◆ **WHAT YOU WILL DO**
Using the listing below, retype the line bearing "Target: wood knot" and each line after it, word for word, and nothing further.

◆ **DATA PROVIDED**
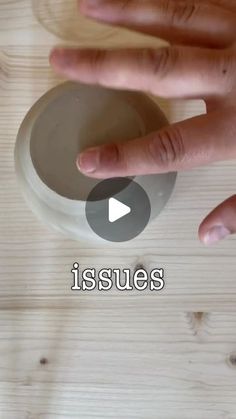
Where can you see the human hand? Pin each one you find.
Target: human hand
(200, 63)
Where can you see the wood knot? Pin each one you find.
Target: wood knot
(43, 361)
(232, 360)
(197, 322)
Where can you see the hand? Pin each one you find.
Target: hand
(199, 63)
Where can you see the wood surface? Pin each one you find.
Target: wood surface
(64, 354)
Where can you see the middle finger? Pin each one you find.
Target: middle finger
(177, 21)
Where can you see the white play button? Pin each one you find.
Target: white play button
(117, 210)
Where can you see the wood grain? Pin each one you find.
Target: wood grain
(65, 354)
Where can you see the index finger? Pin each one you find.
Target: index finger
(185, 145)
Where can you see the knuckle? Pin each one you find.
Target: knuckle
(227, 65)
(180, 13)
(167, 148)
(162, 61)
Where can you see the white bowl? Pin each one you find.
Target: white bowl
(63, 122)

◆ **TASK RESPONSE**
Target: wood knot
(43, 361)
(232, 360)
(197, 322)
Where can you see the hand? Pin each one you find.
Target: hand
(199, 63)
Where can you see the wood surface? Pin each one you find.
Target: wood surface
(64, 354)
Where can you see the middle finger? Pin each one you find.
Target: middle finger
(177, 21)
Where can you see the white play button? Pin each one you find.
Target: white play button
(117, 210)
Where can you see the wood grain? Pin each one you find.
Target: wood grain
(65, 354)
Where can you see the index finger? Pin each one you find.
Target: index finger
(185, 145)
Where can you see the knuckle? Pin each one you find.
Target: knuckle
(227, 65)
(180, 13)
(167, 148)
(162, 61)
Where can you see the white bowl? Pin each one you find.
Target: white bowl
(63, 122)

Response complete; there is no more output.